[Scilab-Dev] BLAS use in Scilab

Mon Feb 26 13:48:18 CET 2018

  Hello,

Thank you for your answer. Would it have an interest to implement such  
an operator (and, as a consequence, open a kind of Pandora's box..) ?

S.

Quoting Clément David <Clement.David at esi-group.com>:

> Hello Stéphane,
>
> AFAIK, as in the old interface the new C++ one allow you to get  
> pointers to the raw double* values
> and so allow you to write anything to the inputs. However this kind  
> of behavior is considered a bug
> as from the user point of view (eg. Scilab beginners) each  
> assignation is supposed to have inputs
> (unmodified data) and outputs (computed data).
>
> Note: about the += operator, this is indeed a way to tell the user  
> that the argument is modified in
> place with a specific + operation.
>
> Thanks,
>
> --
> Clément
>
> Le jeudi 22 février 2018 à 14:18 +0100, Stéphane Mottelet a écrit :
>> Really, nobody knows ?
>>
>> S.
>>
>> Le 20/02/2018 à 11:57, Stéphane Mottelet a écrit :
>> Hello,
>>
>> Continuing on this subject, Hello, I discovered that the new Scilab  
>> API allows to modify input
>> parameters of a function (in-place assignment), e.g. I have  
>> modified the previous daxpy such
>> that the expression
>>
>> daxpy(2,X,Y)
>>
>> has no output but formally does "Y+=2*X" if such an operator would  
>> exist in Scilab. In this case
>> there is no matrix copy at all, hence no memory overhead.
>>
>> Was it possible to do this with the previous API ?
>>
>> S.

● Information supplied
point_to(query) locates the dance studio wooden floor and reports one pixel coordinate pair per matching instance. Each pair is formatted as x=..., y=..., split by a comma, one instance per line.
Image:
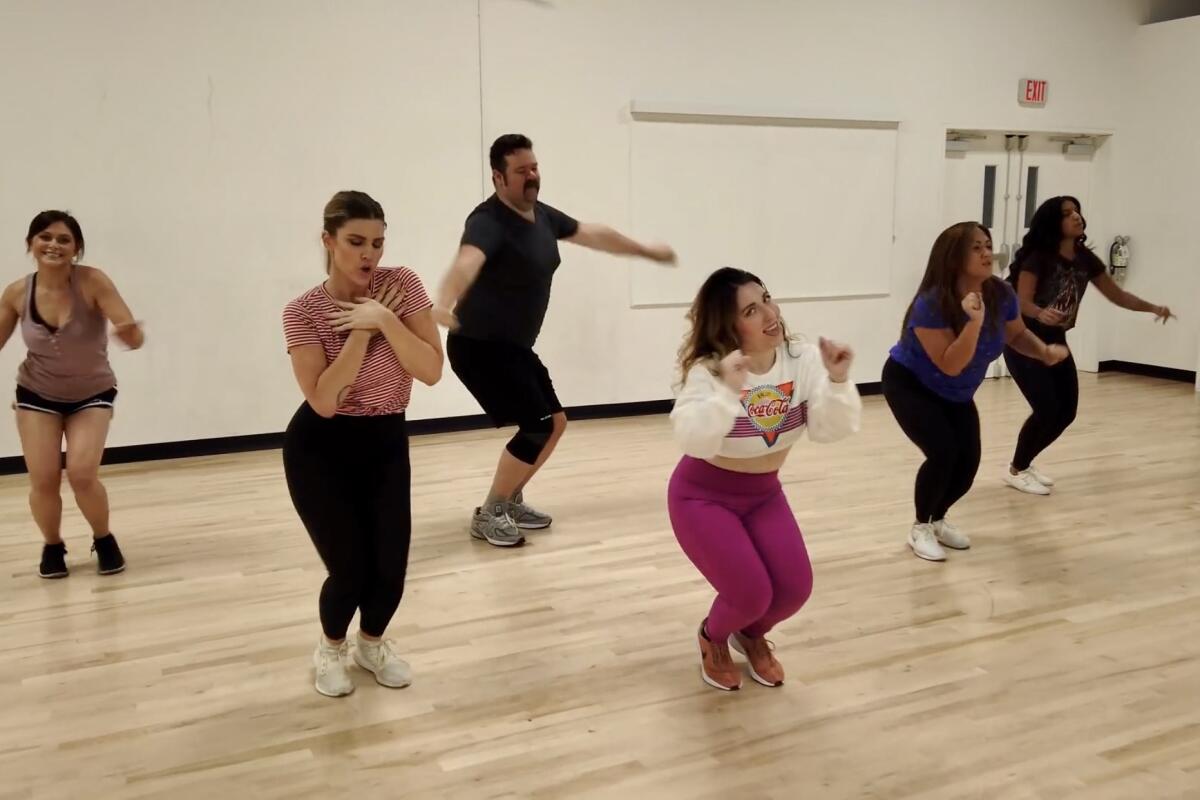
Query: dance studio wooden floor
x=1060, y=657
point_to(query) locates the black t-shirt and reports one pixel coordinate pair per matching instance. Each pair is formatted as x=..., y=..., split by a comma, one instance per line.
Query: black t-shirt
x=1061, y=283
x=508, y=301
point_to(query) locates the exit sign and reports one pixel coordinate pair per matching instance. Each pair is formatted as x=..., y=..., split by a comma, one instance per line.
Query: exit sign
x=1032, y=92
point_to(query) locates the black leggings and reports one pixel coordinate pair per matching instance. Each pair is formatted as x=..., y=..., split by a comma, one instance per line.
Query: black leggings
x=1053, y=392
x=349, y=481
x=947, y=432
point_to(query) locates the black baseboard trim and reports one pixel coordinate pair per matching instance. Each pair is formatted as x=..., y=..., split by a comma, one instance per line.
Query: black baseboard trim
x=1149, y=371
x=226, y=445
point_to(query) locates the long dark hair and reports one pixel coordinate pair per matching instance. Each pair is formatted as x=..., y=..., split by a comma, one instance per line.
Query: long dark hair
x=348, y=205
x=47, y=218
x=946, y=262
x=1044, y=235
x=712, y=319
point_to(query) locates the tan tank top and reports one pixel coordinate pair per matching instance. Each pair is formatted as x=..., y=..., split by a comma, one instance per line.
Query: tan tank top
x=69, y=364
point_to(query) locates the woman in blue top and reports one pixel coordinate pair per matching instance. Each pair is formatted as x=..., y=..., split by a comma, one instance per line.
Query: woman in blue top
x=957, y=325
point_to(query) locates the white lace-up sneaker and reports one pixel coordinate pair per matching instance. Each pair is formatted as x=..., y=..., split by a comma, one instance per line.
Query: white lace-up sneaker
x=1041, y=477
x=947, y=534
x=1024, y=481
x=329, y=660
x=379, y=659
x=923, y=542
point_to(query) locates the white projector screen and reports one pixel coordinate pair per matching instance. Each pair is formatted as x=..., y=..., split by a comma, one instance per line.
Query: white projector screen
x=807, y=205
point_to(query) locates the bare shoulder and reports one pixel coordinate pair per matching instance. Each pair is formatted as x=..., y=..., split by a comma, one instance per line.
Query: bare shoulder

● Work instructions
A. In the Scilab mailing-list thread, why is writing to a function's inputs considered a bug?
B. In the Scilab mailing-list thread, what operation does the modified call daxpy(2,X,Y) formally perform?
C. Extend the Scilab mailing-list thread, starting after its last sentence.

● Exercise responses
A. From the user's point of view, especially for Scilab beginners, each assignment is supposed to have inputs, which are unmodified data, and outputs, which are computed data. Changing the inputs in place breaks that expectation.

B. It formally does "Y+=2*X".

C.
>>
>> Le 19/02/2018 à 19:15, Stéphane Mottelet a écrit :
>>> Hello,
>>>
>>> After some tests, for the intended use (multiply a matrix by a  
>>> scalar), dgemm is not faster
>>> that dscal, but in the C code of "iMultiRealScalarByRealMatrix",  
>>> the part which takes the most
>>> of the CPU time is the call to "dcopy". For example, on my  
>>> machine,  for a 10000x10000 matrix,
>>> the call to dcopy takes 540 milliseconds and the call to dscal 193  
>>> milliseconds. Continuing my
>>> explorations today, I tried to see how Scilab expressions such as
>>>
>>> Y+2*X
>>>
>>> are parsed and executed. To this purpose I have written an  
>>> interface (daxpy.sci and daxpy.c
>>> attached) to the BLAS function "daxpy" which does "y<-y+a*x" and a  
>>> script comparing the above
>>> expression to
>>>
>>> daxpy(2,X,Y)
>>>
>>> for two 10000x10000 matrices. Here are the results (MacBook air  
>>> core i7 at 1,7GHz):
>>>
>>>   daxpy(2,X,Y)
>>>   (dcopy: 582 ms)
>>>   (daxpy: 211 ms)
>>>
>>>   elapsed time: 793 ms
>>>
>>>   Y+2*X
>>>
>>>   elapsed time: 1574 ms
>>>
>>> Considered the above value, the explanation is that in "Y+2*X"  
>>> there are *two* copies of a
>>> 10000x10000 matrix instead of only one in "daxpy(2,X,Y)". In  
>>> "Y+2*X+3*Z" there will be three
>>> copies, although there could be only one if daxpy was used twice.
>>>
>>> I am not blaming Scilab here, I am just blaming "vectorization",  
>>> which can be inefficient when
>>> large objects           are used. That's why explicits loops can  
>>> sometimes be faster than
>>> vectorized operations in Matlab or Julia (which both use JIT compilation).
>>>
>>> S.
>>>
>>>
>>> Le 15/02/2018 à 17:11, Antoine ELIAS a écrit :
>>> > Hello Stéphane,
>>> >
>>> > Interesting ...
>>> >
>>> > In release, we don't ship the header of BLAS/LAPACK functions.
>>> > But you can define them in your C file as extern. ( and let the  
>>> linker do his job )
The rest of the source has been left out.